=== SUPPLIED DATA ===

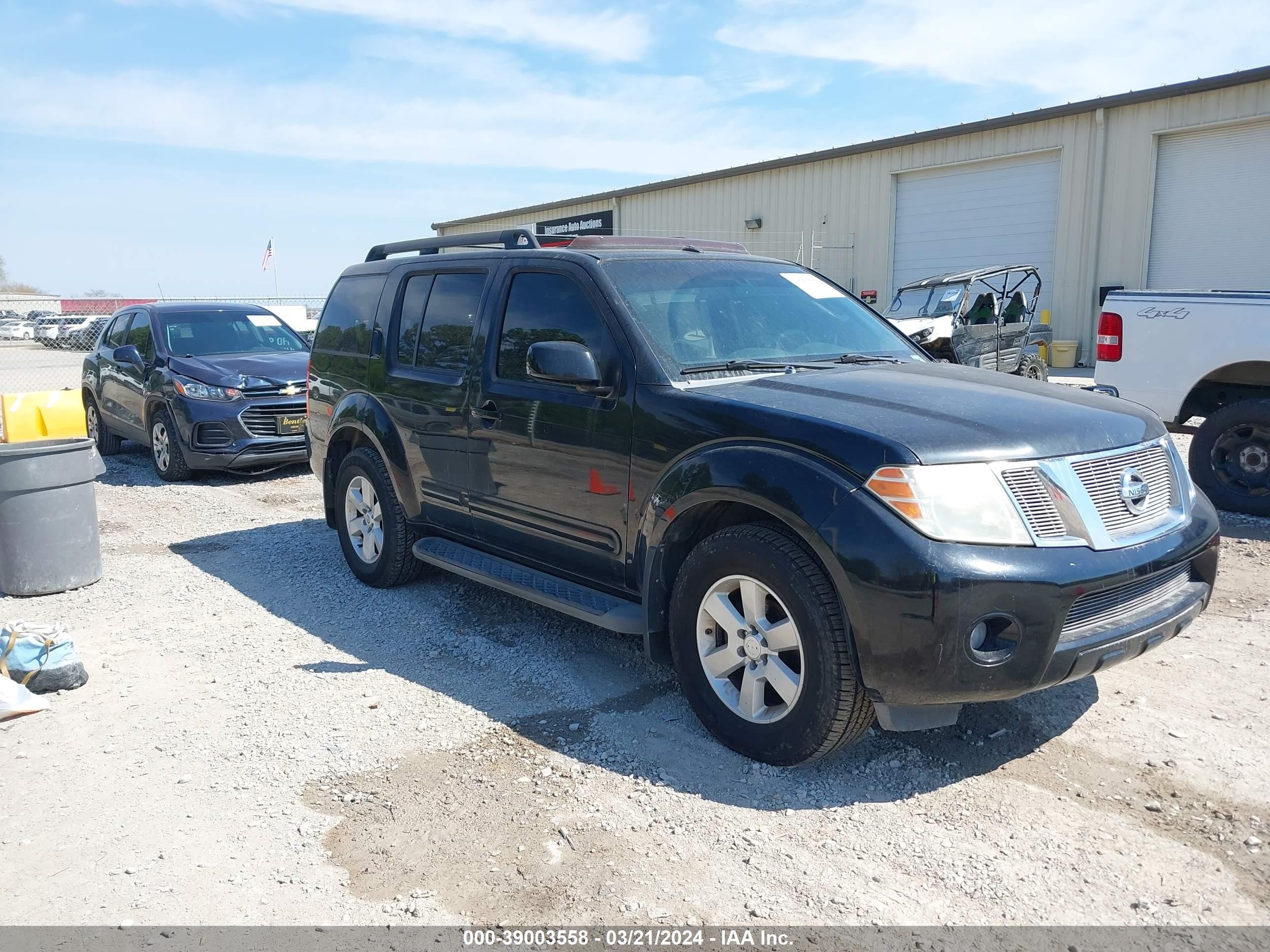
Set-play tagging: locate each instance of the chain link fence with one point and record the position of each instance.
(43, 340)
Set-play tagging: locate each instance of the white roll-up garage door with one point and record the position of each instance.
(977, 215)
(1211, 214)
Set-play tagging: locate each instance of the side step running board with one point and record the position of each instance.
(578, 601)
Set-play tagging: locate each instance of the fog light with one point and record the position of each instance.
(978, 635)
(993, 639)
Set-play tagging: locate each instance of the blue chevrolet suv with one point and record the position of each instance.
(206, 386)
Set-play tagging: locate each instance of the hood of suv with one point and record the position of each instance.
(945, 413)
(243, 370)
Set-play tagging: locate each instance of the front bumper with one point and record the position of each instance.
(235, 446)
(912, 603)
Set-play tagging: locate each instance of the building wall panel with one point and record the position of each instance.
(850, 199)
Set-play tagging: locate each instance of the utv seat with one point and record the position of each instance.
(985, 310)
(1017, 310)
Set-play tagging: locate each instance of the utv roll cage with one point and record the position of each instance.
(525, 240)
(1028, 272)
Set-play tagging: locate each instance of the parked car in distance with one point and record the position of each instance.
(18, 331)
(206, 386)
(50, 331)
(738, 461)
(84, 337)
(71, 333)
(1198, 353)
(982, 318)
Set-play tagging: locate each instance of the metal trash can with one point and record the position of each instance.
(49, 539)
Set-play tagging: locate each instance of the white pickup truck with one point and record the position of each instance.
(1198, 353)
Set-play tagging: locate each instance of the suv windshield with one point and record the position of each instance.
(708, 311)
(926, 303)
(201, 333)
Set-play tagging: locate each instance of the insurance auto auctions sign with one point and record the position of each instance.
(588, 224)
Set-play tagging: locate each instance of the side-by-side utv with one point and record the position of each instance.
(982, 318)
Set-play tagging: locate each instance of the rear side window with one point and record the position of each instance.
(140, 336)
(449, 322)
(118, 331)
(350, 314)
(543, 306)
(412, 316)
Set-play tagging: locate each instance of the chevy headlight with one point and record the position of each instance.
(954, 503)
(205, 391)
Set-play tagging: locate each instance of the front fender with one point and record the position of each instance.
(792, 486)
(366, 415)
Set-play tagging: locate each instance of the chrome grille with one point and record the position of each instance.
(1101, 480)
(262, 420)
(1029, 492)
(1123, 601)
(292, 389)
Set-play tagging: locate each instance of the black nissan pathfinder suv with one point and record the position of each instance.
(741, 462)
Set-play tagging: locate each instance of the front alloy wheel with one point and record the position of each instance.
(750, 649)
(160, 444)
(365, 519)
(762, 646)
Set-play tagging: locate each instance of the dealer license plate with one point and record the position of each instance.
(291, 426)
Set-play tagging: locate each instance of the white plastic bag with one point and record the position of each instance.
(17, 701)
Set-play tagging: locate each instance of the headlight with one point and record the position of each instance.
(954, 503)
(202, 391)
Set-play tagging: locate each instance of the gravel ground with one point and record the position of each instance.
(263, 741)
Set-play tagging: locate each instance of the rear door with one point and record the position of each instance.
(111, 390)
(549, 464)
(428, 364)
(133, 378)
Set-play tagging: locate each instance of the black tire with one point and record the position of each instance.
(1230, 457)
(171, 466)
(1032, 367)
(107, 443)
(395, 563)
(831, 710)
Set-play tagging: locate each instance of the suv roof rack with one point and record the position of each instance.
(517, 239)
(635, 243)
(507, 238)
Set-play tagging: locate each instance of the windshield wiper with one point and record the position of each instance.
(752, 366)
(865, 358)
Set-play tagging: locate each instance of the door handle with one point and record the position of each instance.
(487, 413)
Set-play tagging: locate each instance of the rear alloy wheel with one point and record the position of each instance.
(364, 518)
(107, 443)
(1230, 457)
(166, 451)
(761, 646)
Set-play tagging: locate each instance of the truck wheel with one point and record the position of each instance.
(107, 443)
(1230, 457)
(760, 644)
(1032, 367)
(166, 452)
(373, 530)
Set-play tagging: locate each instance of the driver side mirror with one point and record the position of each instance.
(565, 362)
(127, 354)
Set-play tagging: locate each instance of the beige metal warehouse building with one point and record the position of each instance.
(1160, 188)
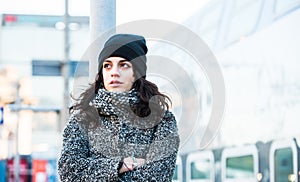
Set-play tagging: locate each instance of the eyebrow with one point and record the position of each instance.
(123, 60)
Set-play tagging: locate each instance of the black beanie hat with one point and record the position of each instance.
(128, 46)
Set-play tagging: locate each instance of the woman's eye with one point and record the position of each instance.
(125, 65)
(106, 65)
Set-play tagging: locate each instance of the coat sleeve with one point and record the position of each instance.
(75, 162)
(161, 158)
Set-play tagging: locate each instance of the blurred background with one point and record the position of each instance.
(256, 43)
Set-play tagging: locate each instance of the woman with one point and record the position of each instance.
(121, 129)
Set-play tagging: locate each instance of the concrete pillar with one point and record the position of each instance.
(102, 19)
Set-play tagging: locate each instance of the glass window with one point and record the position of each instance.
(240, 167)
(242, 19)
(209, 24)
(285, 5)
(175, 176)
(283, 160)
(200, 169)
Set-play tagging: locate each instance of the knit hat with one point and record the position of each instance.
(129, 46)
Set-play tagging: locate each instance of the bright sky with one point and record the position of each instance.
(127, 10)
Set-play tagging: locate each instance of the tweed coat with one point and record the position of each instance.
(92, 151)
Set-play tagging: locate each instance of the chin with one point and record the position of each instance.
(117, 90)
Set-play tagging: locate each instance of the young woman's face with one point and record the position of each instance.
(117, 74)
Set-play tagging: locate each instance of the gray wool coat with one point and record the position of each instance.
(92, 150)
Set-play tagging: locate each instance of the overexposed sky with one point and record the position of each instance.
(127, 10)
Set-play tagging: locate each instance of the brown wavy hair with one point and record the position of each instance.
(146, 91)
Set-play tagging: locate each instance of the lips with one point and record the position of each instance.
(115, 83)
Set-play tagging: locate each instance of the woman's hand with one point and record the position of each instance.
(129, 164)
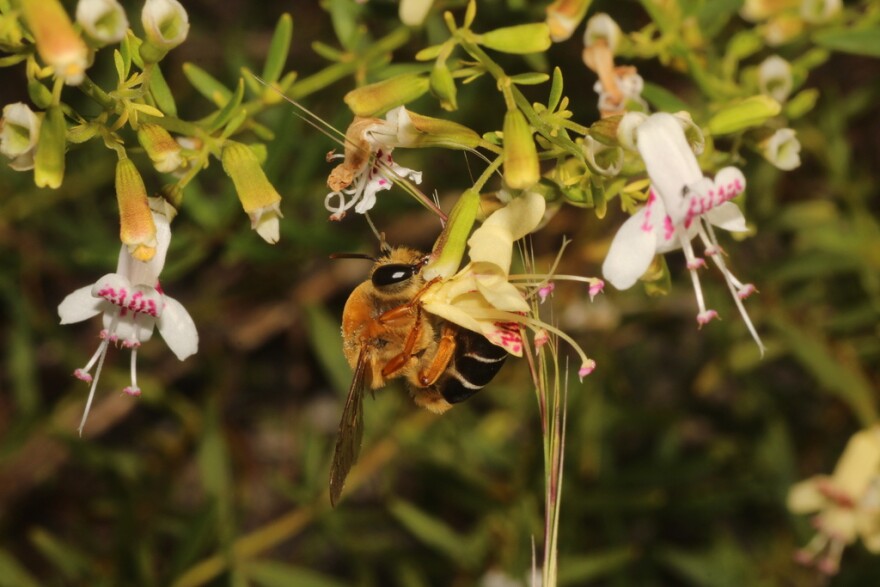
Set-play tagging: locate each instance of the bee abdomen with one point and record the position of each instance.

===

PROBLEM TO WORK ON —
Without the pictures, return the records above exactly as given.

ANSWER BELOW —
Set-play tagging: locate each instance of the chain link fence with one point and record the position of each instance.
(43, 340)
Set-play tagging: locate each instance of the white roll-up garage door with one point and record the position of each instance.
(977, 215)
(1211, 214)
Set-play tagging: locate each instance of the side step running board with one point and record the position of each instance.
(578, 601)
Set-play tagging: locate each instance of the fog light with one point and record the position of each instance.
(978, 635)
(993, 639)
Set-play tagging: locate each instance of the blue chevrolet suv with one point and record the position of each instance.
(206, 386)
Set-play tagging: locate each instance of the hood of suv with one point and record the position of each instance.
(945, 413)
(243, 370)
Set-play tagging: locate each instance of the front bumper with one point and record the position of each instance.
(235, 446)
(912, 603)
Set-play tagging: locate each instance of the building wall panel with one point and record the position of each instance.
(850, 199)
Set-play tagging: locate each instance of the utv seat with one point and record the position of each instance.
(985, 310)
(1017, 310)
Set-play tagging: locate each instance of the utv roll cage with one point and record the position of each instance.
(525, 240)
(1028, 272)
Set-play tagging: locate each instance of the parked car in distance with one point and record the position of each instance.
(18, 331)
(206, 386)
(50, 331)
(738, 461)
(84, 337)
(71, 333)
(1198, 353)
(982, 318)
Set-play tagging: locate each instance of the metal trash can with one point and record the position of each instance.
(49, 539)
Set-play tagging: locate each instance of the white pickup truck with one point and record the position of each instance.
(1198, 353)
Set-play tagging: locate each instance of the suv windshield with one point and record the position of each instance.
(708, 311)
(926, 303)
(201, 333)
Set-play tagging: locate each instance of the insurance auto auctions sign with one point and record the position of each instance.
(588, 224)
Set-play tagging: locate each instance of the side-by-side utv with one point and record the position of each instance.
(982, 318)
Set-play tagging: locate each instance of the rear side window with one point and record the position of each instance.
(140, 336)
(449, 322)
(118, 331)
(350, 314)
(543, 306)
(412, 316)
Set-play tagging: locate each instance of the chevy headlight with one point and record the position of each instance.
(954, 503)
(205, 391)
Set-play tagging: locate each instance of the front fender with one point and record the position of each instance.
(792, 486)
(366, 415)
Set-play tagging: locate each instance of the chrome grille with one point and record the position of each instance.
(1101, 480)
(262, 420)
(1029, 492)
(1123, 601)
(292, 389)
Set-play tagging: locate each instance of the black nissan pathfinder suv with one point and record the position of each instance.
(741, 462)
Set-play tagging: locate each instance of the front alloy wheel with one point and record the position of each instance.
(750, 649)
(160, 444)
(365, 519)
(762, 646)
Set-play tagging: locate each instance of the dealer license plate with one point and record the position of each instance.
(291, 426)
Set-play tagging: locate each instance of the white plastic bag with one point and record the position of each instance.
(17, 701)
Set-play tagging: locate each instance of the headlight with one point and record the position of each instance.
(954, 503)
(202, 391)
Set-play tagging: locate each instance of the gravel ground with one point and record the position of each instance.
(263, 741)
Set-play tagging: locate each instance of the rear door with one point and record the position of each instance.
(111, 390)
(549, 464)
(428, 364)
(133, 378)
Set-play tagging: locate each instance of the black tire with one point and record the position of each instance.
(1230, 457)
(171, 466)
(1032, 367)
(107, 443)
(395, 563)
(831, 710)
Set-play tagging: locate each instance of the suv roof rack with one point and record the position of each instance.
(517, 239)
(635, 243)
(507, 238)
Set-play tagging: locate each instance of the windshield wiper with one point and record the position of each instance.
(752, 366)
(865, 358)
Set-play tagging: locate each instance of the door handle with one point and record the position of each instance.
(487, 413)
Set-play tagging: locate each instance of the rear alloy wheel with one point and record the position of each instance.
(364, 518)
(107, 443)
(1230, 457)
(166, 451)
(761, 646)
Set-play tagging: locate each instance of the truck wheel with one point and record the position of each instance.
(107, 443)
(1230, 457)
(760, 644)
(1032, 367)
(166, 452)
(373, 530)
Set-play tagging: locate each instance of the driver side mirror with one point and record the position of each instance.
(565, 362)
(127, 354)
Set-play tagging: locate each instance of the beige metal warehouse building with one point and record the position of each instance.
(1160, 188)
Set-play tagging: locate each instance of the eyebrow with one point and record the position of each instance.
(123, 60)
Set-play tagging: locate each instance of the black beanie hat with one point and record the position of each instance.
(128, 46)
Set-play tagging: locate each instance of the woman's eye with one point and record the position of each instance.
(125, 65)
(106, 65)
Set-play tagging: locate each instance of the coat sleeve with one point and record the position of each instance.
(75, 162)
(161, 158)
Set-play tagging: locate each instance of the blurred background with one point and record the position of each instance.
(256, 43)
Set-play tagging: locate each instance of the woman with one point and record the position of each instance.
(121, 129)
Set-play tagging: locate each instance of the concrete pillar with one point and record the position of each instance.
(102, 19)
Set-play tagging: locate each instance of the glass window with one point and record the position of each instance.
(240, 167)
(242, 19)
(209, 24)
(285, 5)
(175, 176)
(283, 160)
(200, 169)
Set-play tagging: locate each instance of the knit hat with one point and record the position of each instance.
(129, 46)
Set-play tagging: locate each instance of the bright sky with one point and record the position of each instance.
(127, 10)
Set-play tagging: locate each instance of the tweed coat with one point and record the position of each instance.
(92, 151)
Set-play tagging: locate each instance of the chin with one point and record the position of each instance.
(117, 90)
Set-play tagging: locate each instance of the young woman's face with one point and record the position of each instance.
(117, 74)
Set-play tagging: locate each instance of the gray wool coat with one point and record the position of each instance.
(92, 150)
Set-play tagging: locate each instance of the overexposed sky with one point and record the position of each instance.
(127, 10)
Set-play tagging: locate each instance of the brown wavy hair with one point and record the position of each instance.
(146, 91)
Set-play tagging: locate each instance of the lips with one point and record the position of each instance.
(115, 83)
Set-play tagging: locate each instance of the woman's hand with one point and record the position of each instance.
(129, 164)
Set-play tagging: locate each instance of the bee abdomen with one point and record the position of each instance.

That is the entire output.